Available data below:
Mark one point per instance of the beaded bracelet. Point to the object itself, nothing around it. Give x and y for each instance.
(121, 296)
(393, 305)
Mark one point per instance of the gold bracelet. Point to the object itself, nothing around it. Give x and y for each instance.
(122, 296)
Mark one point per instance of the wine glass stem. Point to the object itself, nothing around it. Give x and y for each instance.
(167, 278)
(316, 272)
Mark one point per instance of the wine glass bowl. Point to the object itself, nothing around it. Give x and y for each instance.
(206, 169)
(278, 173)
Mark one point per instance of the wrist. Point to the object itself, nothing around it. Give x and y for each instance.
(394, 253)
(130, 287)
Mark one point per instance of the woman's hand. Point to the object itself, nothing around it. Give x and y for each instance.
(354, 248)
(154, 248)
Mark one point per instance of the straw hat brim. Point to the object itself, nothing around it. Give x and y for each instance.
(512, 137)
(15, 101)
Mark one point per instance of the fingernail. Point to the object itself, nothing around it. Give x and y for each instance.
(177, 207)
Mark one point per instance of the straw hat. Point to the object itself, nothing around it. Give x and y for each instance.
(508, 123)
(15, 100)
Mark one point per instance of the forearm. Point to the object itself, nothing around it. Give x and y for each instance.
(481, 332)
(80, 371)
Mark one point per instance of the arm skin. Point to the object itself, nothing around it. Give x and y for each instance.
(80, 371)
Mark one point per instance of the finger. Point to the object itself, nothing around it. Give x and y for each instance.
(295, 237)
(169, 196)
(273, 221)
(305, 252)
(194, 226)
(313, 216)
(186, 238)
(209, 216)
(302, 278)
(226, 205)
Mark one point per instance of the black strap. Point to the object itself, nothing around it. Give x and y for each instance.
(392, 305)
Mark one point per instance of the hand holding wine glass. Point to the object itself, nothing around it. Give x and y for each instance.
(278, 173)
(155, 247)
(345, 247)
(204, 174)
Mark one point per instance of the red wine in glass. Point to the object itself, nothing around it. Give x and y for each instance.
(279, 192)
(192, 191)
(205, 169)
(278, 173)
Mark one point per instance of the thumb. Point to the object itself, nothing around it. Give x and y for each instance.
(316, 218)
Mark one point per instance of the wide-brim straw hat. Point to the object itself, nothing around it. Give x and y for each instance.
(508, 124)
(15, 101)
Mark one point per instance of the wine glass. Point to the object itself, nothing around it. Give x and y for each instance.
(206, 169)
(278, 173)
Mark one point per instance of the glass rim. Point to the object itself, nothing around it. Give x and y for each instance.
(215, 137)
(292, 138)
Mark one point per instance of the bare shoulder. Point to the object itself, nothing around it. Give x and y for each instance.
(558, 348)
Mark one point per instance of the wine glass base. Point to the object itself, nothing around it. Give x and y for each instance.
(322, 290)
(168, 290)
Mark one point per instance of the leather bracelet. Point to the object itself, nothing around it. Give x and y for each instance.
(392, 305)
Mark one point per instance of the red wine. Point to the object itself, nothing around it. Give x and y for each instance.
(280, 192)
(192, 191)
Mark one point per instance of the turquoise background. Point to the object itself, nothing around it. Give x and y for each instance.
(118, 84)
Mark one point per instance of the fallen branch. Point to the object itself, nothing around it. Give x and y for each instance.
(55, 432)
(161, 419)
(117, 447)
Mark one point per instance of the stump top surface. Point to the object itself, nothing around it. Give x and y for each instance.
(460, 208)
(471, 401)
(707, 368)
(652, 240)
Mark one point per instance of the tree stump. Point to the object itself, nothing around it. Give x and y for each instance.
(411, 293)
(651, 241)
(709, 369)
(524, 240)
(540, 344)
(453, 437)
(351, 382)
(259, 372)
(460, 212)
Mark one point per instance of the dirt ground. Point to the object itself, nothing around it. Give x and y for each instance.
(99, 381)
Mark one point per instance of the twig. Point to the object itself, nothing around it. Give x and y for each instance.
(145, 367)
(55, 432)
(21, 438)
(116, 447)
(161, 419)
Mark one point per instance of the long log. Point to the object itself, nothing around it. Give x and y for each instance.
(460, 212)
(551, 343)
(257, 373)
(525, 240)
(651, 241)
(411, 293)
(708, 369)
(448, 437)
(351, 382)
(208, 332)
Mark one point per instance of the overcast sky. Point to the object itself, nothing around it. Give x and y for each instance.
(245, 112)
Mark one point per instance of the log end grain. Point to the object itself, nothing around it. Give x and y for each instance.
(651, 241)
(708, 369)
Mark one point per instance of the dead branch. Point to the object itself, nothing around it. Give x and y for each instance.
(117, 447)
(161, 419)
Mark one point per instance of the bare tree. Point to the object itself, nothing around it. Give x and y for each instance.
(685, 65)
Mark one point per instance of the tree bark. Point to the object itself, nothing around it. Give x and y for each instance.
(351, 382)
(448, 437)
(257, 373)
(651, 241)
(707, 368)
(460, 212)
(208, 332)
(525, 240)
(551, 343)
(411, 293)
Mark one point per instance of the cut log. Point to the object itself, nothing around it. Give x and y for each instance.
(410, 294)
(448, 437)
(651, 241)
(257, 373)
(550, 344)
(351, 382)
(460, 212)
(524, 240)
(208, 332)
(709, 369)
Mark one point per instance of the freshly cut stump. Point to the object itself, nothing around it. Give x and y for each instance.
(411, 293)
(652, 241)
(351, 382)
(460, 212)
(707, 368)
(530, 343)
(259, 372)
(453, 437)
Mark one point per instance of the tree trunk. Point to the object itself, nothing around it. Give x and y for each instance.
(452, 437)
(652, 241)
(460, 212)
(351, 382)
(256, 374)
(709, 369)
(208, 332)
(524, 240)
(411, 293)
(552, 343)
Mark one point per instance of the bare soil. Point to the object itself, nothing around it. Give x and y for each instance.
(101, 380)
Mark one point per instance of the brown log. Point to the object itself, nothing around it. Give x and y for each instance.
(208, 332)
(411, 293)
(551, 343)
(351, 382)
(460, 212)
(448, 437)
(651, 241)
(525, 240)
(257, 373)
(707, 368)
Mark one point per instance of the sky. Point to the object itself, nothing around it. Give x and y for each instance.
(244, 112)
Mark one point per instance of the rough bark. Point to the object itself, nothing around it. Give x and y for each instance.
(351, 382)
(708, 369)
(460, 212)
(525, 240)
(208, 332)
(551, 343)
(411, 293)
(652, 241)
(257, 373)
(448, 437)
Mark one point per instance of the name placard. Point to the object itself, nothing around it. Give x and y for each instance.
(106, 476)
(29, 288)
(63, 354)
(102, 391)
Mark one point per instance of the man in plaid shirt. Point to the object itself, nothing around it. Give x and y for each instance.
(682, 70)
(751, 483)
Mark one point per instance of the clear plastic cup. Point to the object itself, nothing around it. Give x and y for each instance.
End of Available data.
Exercise
For this exercise, restate each of the entries without any deviation.

Solution to this problem
Mark one point per instance of the beaded bracelet. Point to the object itself, nothing around it. Give x and y for each instance.
(121, 296)
(393, 305)
Mark one point per instance of the gold bracelet. Point to the object itself, nothing around it. Give x and y for each instance.
(122, 296)
Mark one point per instance of the wine glass stem. Point to the object itself, nothing around it. Give x and y for each instance.
(167, 278)
(316, 272)
Mark one point per instance of the wine glass bowl. Point to the object itself, nothing around it. Give x and y for each instance.
(206, 169)
(278, 173)
Mark one point per instance of the wrist. Point to the object itself, nothing around it. Give x and y for each instance.
(394, 253)
(130, 287)
Mark one point per instance of the woman's hand. Point to the object itself, nothing around it. Give x and y for each instance.
(354, 248)
(154, 248)
Mark one point per instance of the straw hat brim. Point to the object itself, nothing around it. Give x and y for each instance.
(512, 137)
(15, 101)
Mark one point per instance of the fingernail. Point to the object itself, nothing around it. Give x and y for each instance.
(177, 207)
Mark one point per instance of the straw hat. Point to the object itself, nothing around it. Give x and y for each instance.
(508, 123)
(15, 100)
Mark one point per instance of the forearm. Point to the object itself, nothing around it. Give x and y for each instance.
(481, 332)
(80, 371)
Mark one point per instance of the arm skin. Point to the object itself, nothing around it. Give x and y for each instance.
(80, 371)
Mark one point per instance of the finger. Point to the object itself, nothing around it. Give x and y for each instance.
(295, 237)
(169, 196)
(273, 221)
(305, 252)
(194, 226)
(313, 216)
(186, 238)
(209, 216)
(302, 278)
(226, 205)
Mark one point per instance of the black strap. Point to the object itself, nothing around it. Give x and y for each instance.
(392, 305)
Mark one point per instance of the hand holding wine glass. Point to the object itself, nothing around it. Give x and y for each instance.
(278, 173)
(155, 247)
(345, 247)
(204, 174)
Mark one point per instance of the red wine in glass. Point to the object itself, nothing around it. Give x and y for each instance.
(279, 192)
(192, 191)
(205, 169)
(278, 173)
Mark one point per instance of the thumb. Point to the object itself, nothing around it. Give x and y for each instance.
(316, 218)
Mark one point per instance of the wide-brim straw hat. Point to the object itself, nothing around it. Give x and y for each instance.
(508, 124)
(15, 101)
Mark one point per instance of the wine glass. Point to the object itself, nothing around it. Give x and y for each instance.
(206, 169)
(278, 173)
Mark one point per instance of the glass rim. Point to the object itself, nothing around it. Give x and y for each instance.
(215, 137)
(292, 138)
Mark one point per instance of the bare shoulder. Point to the object itself, nothing around it. Give x and y for each instance.
(558, 348)
Mark one point per instance of the wine glass base. Point to the object itself, nothing around it. Give x and y for each instance.
(322, 290)
(168, 290)
Mark one point per instance of the leather bracelet. Point to the object itself, nothing around it. Give x and y for each instance.
(392, 305)
Mark one point per instance of the red wine. Point to the object itself, nothing around it. Give x and y for each instance.
(280, 192)
(192, 191)
Mark one point per instance of the turquoise background. Point to the object itself, nothing around it. Give x and y for each instance.
(118, 84)
Mark one point per instance of the fallen branch. Point to the object itself, nothing around it. Give x and y for each instance.
(55, 432)
(161, 419)
(117, 447)
Mark one point per instance of the stump top surface. Point to the object itself, nothing around it. Give x and y for each instance.
(460, 208)
(471, 401)
(707, 368)
(652, 240)
Mark one point per instance of the tree stump. Point to the object itself, nothing around it. Give x and y for each instance.
(411, 293)
(651, 241)
(709, 369)
(524, 240)
(540, 344)
(453, 437)
(351, 382)
(259, 372)
(460, 212)
Mark one point per instance of the dirt ground. Point to the object itself, nothing around it. Give x and y for each instance.
(99, 381)
Mark one point per instance of the twig. Point to the object itself, nothing around it. Give x and y for each instance.
(145, 367)
(55, 432)
(21, 438)
(116, 447)
(161, 419)
Mark one point per instance of the long log. Point to the object itself, nothing around it. Give x and y for each instance.
(460, 212)
(551, 343)
(257, 373)
(525, 240)
(651, 241)
(411, 293)
(708, 369)
(448, 437)
(351, 382)
(208, 332)
Mark one point per instance of the overcast sky. Point to the object itself, nothing around it. Give x and y for each instance.
(245, 112)
Mark one point per instance of the log end grain. Point to the object itself, nothing around it. Give x and y for each instance.
(651, 241)
(708, 369)
Mark one point per instance of the dead branch. Point to the object itself, nothing around it. Give x and y for each instance.
(117, 447)
(161, 419)
Mark one point per instance of the bare tree. Point to the object itself, nothing around it. Give x and y for each instance.
(685, 65)
Mark one point per instance of the tree bark. Point to the object itself, nothing around it. Give x and y for each instance.
(351, 382)
(448, 437)
(257, 373)
(651, 241)
(707, 368)
(460, 212)
(208, 332)
(525, 240)
(551, 343)
(411, 293)
Mark one point per instance of the cut log. Point to the object itself, nothing around it. Give x and y for each instance.
(410, 294)
(448, 437)
(651, 241)
(257, 373)
(550, 344)
(351, 382)
(460, 212)
(524, 240)
(208, 332)
(709, 369)
Mark one point per instance of the freshly cut stump. Point to the object itself, nothing around it. Give x and y for each instance.
(411, 293)
(652, 241)
(351, 382)
(460, 212)
(707, 368)
(530, 343)
(259, 372)
(453, 437)
Mark one point per instance of the tree trunk. Point to the object itself, nothing around it. Give x and y for each instance.
(452, 437)
(652, 241)
(460, 212)
(351, 382)
(256, 374)
(709, 369)
(208, 332)
(524, 240)
(411, 293)
(552, 343)
Mark one point per instance of the bare soil. Point to the object itself, nothing around it. Give x and y for each instance.
(101, 380)
Mark one point per instance of the brown log. Point to the object itself, nothing around it. Give x and y for each instance.
(208, 332)
(411, 293)
(551, 343)
(351, 382)
(460, 212)
(448, 437)
(651, 241)
(525, 240)
(257, 373)
(707, 368)
Mark one point per instance of the sky. Point to the object itself, nothing around it. Give x and y for each instance.
(244, 112)
Mark one point per instance of the rough bark. Point to the object itself, nothing around it. Give x and y for each instance.
(351, 382)
(708, 369)
(460, 212)
(525, 240)
(208, 332)
(551, 343)
(411, 293)
(652, 241)
(257, 373)
(448, 437)
Mark one point per instance of the name placard. Point to the object itself, nothing around it. Give x and y for each instance.
(106, 476)
(29, 288)
(63, 354)
(102, 391)
Mark one point per instance of the man in plaid shirt. Point to the object itself, nothing around it. Give x and y for each instance.
(682, 70)
(751, 483)
Mark one point per instance of the clear plastic cup. Point to the object itself, nothing around it. Give x and y for each instance.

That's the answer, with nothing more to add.